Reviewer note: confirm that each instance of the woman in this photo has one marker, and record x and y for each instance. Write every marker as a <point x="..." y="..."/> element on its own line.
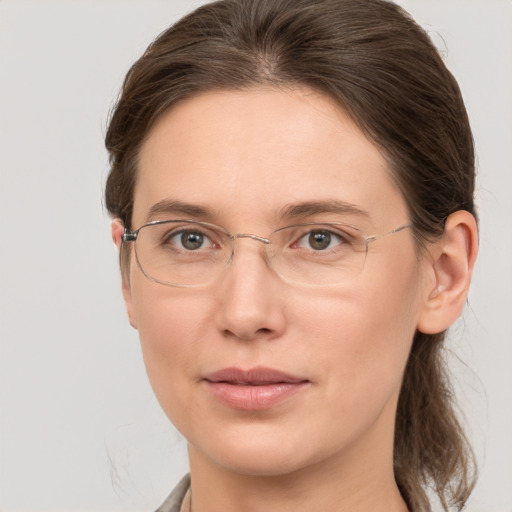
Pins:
<point x="292" y="191"/>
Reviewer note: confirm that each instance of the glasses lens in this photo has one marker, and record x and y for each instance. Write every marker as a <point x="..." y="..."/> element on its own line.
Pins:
<point x="318" y="254"/>
<point x="182" y="253"/>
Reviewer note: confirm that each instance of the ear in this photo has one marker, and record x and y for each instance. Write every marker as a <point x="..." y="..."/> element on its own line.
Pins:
<point x="117" y="233"/>
<point x="453" y="259"/>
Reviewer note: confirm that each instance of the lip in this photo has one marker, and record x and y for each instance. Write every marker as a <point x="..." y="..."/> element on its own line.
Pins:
<point x="255" y="389"/>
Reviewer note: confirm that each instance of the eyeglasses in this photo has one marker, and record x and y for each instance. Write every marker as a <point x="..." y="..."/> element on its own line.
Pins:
<point x="188" y="253"/>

☆ ☆ ☆ ☆ ☆ ☆ ☆

Written request: What needs duplicating is the run of lines from the one containing "Reviewer note: confirm that each instance of the glasses" through the last line of the entries above, exact and complete.

Finished answer:
Reviewer note: confirm that each instance of the glasses lens in this photo has one marker, and record x and y for each instance. Write every marker as a <point x="..." y="..."/> element on its own line.
Pins:
<point x="318" y="254"/>
<point x="182" y="253"/>
Reviewer note: confirm that each instance of the ear in this photo has one marker, and record x and y for each instance. Write every marker as a <point x="..." y="..."/> element on its own line.
Pins:
<point x="117" y="233"/>
<point x="453" y="259"/>
Reviewer note: confirm that each instance of the lip in this photo has one marker, and record x and y for each instance. Write every marker as a <point x="..." y="..."/> element on its own line.
Pins:
<point x="255" y="389"/>
Reviewer note: confirm that each instance of the eyeglasses in this photo has one marker, and record x and y for each instance. Write every marker as a <point x="..." y="..."/> element on its own line.
Pins:
<point x="188" y="253"/>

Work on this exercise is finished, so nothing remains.